(Collection entries)
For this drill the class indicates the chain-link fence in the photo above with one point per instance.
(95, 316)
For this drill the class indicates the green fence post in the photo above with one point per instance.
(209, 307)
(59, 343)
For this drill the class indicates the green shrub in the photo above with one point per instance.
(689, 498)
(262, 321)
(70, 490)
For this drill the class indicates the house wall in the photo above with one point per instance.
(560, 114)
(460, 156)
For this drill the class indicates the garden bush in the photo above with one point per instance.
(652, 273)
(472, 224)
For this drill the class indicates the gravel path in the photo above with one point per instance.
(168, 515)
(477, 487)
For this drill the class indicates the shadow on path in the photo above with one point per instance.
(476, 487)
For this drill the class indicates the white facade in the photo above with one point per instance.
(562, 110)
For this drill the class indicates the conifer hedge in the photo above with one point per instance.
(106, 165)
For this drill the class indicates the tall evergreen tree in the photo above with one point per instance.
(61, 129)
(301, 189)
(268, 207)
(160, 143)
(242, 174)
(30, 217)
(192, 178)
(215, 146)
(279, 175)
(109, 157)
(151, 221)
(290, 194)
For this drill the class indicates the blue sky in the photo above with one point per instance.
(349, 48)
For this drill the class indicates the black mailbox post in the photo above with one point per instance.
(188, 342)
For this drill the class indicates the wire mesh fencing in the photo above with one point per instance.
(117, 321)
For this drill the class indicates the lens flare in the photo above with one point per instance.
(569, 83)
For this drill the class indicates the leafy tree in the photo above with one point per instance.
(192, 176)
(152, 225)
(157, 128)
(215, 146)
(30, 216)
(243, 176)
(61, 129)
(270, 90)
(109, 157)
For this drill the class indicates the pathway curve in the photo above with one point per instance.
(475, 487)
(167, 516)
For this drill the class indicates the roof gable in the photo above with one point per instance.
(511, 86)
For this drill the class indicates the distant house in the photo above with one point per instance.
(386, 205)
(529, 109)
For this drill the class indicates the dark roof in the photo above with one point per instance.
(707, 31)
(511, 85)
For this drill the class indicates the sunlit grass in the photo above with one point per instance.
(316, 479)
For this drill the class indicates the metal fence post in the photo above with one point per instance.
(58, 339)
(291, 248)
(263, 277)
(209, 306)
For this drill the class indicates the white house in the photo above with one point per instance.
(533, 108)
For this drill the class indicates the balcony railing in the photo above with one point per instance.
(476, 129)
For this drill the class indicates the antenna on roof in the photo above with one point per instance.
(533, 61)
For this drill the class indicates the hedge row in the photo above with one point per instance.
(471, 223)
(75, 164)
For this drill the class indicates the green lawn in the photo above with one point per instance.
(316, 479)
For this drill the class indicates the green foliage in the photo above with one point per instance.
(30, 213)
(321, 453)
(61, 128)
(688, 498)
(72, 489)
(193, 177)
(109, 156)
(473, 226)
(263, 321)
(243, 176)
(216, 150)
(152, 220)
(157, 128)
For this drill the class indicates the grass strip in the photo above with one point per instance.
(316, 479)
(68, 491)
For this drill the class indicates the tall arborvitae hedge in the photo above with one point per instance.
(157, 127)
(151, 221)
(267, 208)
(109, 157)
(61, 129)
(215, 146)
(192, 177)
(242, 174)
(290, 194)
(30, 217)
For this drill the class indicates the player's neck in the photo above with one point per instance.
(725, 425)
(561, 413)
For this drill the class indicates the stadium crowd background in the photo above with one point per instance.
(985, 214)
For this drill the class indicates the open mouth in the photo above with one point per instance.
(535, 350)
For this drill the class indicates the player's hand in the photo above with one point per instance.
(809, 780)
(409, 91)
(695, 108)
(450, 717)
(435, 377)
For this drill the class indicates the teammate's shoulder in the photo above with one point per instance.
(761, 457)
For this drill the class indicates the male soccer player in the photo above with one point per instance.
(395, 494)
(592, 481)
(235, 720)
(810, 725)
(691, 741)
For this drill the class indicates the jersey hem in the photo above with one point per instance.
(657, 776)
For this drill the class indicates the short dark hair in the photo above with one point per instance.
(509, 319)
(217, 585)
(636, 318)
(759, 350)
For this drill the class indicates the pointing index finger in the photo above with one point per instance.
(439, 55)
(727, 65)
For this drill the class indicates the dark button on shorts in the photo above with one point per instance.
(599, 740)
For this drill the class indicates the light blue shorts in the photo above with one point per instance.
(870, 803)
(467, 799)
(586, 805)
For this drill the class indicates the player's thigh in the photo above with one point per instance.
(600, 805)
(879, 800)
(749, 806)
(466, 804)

Problem: Output every record above in full, exactly as it reads.

Result for this task:
For this drill the class indicates the chain-link fence in the photo above with one point per instance.
(95, 316)
For this drill the class indicates the green fence post in the photo above with one point per instance.
(209, 307)
(59, 343)
For this drill the class indicates the green shrub in the photo above with one point per instance.
(689, 498)
(262, 321)
(70, 490)
For this drill the class indicates the house wall in the photo above with one point per instance.
(560, 114)
(460, 156)
For this drill the class indicates the garden bush in the photo above with one point per instance.
(652, 273)
(472, 224)
For this drill the class indicates the gravel path in the photo above with one point per instance.
(168, 515)
(477, 487)
For this drill the class indicates the shadow on path in the photo above with one point per instance.
(476, 487)
For this drill the class indicates the white facade in the photo above with one point per instance.
(562, 110)
For this drill the class indicates the conifer hedge in the photo above with one point per instance.
(106, 165)
For this drill the class indicates the tall evergreen tree in the photo above with one point per instance.
(61, 129)
(301, 189)
(268, 207)
(160, 143)
(242, 174)
(30, 217)
(192, 178)
(215, 146)
(279, 175)
(109, 157)
(151, 221)
(290, 194)
For this drill the class indicates the blue sky in the photo above with one point per instance.
(349, 48)
For this drill the class indicates the black mailbox post in the photo above with one point per instance.
(188, 342)
For this drill the class indicates the wire mesh fencing in the photo above with one point per instance.
(117, 321)
For this drill the class indicates the lens flare in the photo above with one point per instance.
(569, 83)
For this drill the class indicates the leafy tree in the photo above with one point per instance.
(192, 176)
(152, 225)
(157, 128)
(215, 146)
(30, 216)
(243, 176)
(61, 129)
(270, 90)
(109, 157)
For this drill the class indicates the pathway curve in the photo above with one point per instance.
(475, 487)
(167, 516)
For this drill the class indicates the roof gable in the photo above with one point per instance.
(511, 86)
For this drill the class indicates the distant house in the photo above with one point per instance.
(386, 205)
(529, 109)
For this drill the class indicates the dark roof in the photo above with one point per instance.
(707, 31)
(511, 85)
For this drill the class indicates the sunlit grass in the photo above with one point per instance.
(316, 479)
For this drill the class indicates the metal fence post in the photo above with one point per instance.
(58, 339)
(291, 248)
(263, 277)
(209, 306)
For this drill the class indicates the white house in the photo above with one point per instance.
(533, 108)
For this drill the class indicates the balcony railing in the photo above with one point per instance.
(476, 129)
For this drill the class indicates the antenna on roof in the photo above with one point per instance.
(533, 61)
For this drill the class indicates the hedge row in the photo above with one point per instance.
(471, 223)
(75, 164)
For this drill the class indicates the green lawn in the photo above with one point per instance.
(316, 479)
For this drill the class indicates the green foliage in the photo above with one point per instance.
(30, 213)
(321, 453)
(61, 128)
(688, 498)
(72, 489)
(193, 177)
(109, 156)
(473, 226)
(263, 321)
(243, 176)
(216, 150)
(152, 220)
(157, 128)
For this drill the class indicates the grass strip in the photo above with one point per instance.
(316, 479)
(68, 491)
For this drill the class indicates the tall arborvitae hedge in the photo above with one point per instance.
(157, 127)
(151, 221)
(267, 208)
(109, 157)
(61, 129)
(215, 146)
(192, 177)
(242, 174)
(290, 194)
(30, 217)
For this drill the class indicates the player's neck in the photo above with one point per instance.
(725, 425)
(561, 413)
For this drill the class indicates the stadium crowd background in the photo above with one point per instance.
(985, 214)
For this drill the class indicates the open mouth in the photo above with one point per instance.
(535, 350)
For this drill the class indicates the player's hand in the photo above with one point per instance.
(809, 780)
(409, 91)
(695, 108)
(450, 717)
(435, 377)
For this drill the class indicates the teammate's shoulder in the photo above with one point per instance.
(761, 457)
For this drill the class indicates the male soccer player in the photo above with one point per instance.
(395, 494)
(592, 481)
(235, 720)
(810, 725)
(691, 741)
For this drill the class indicates the jersey hem in the photo above with one point per instance.
(657, 776)
For this drill the class indicates the short dark hair in the photo above with one point per instance.
(509, 319)
(217, 585)
(636, 318)
(759, 350)
For this drill the class indicates the pointing index finger in the photo above with one point per instance.
(439, 55)
(727, 65)
For this drill the class indicates the dark button on shorts in the photo above with one point per instance.
(599, 740)
For this drill the class indicates the light blue shorts in the photo above with one point per instance.
(870, 803)
(467, 799)
(586, 805)
For this drill the class indicates the player's thigh in the photo above with one point per instance.
(600, 805)
(879, 800)
(749, 806)
(466, 804)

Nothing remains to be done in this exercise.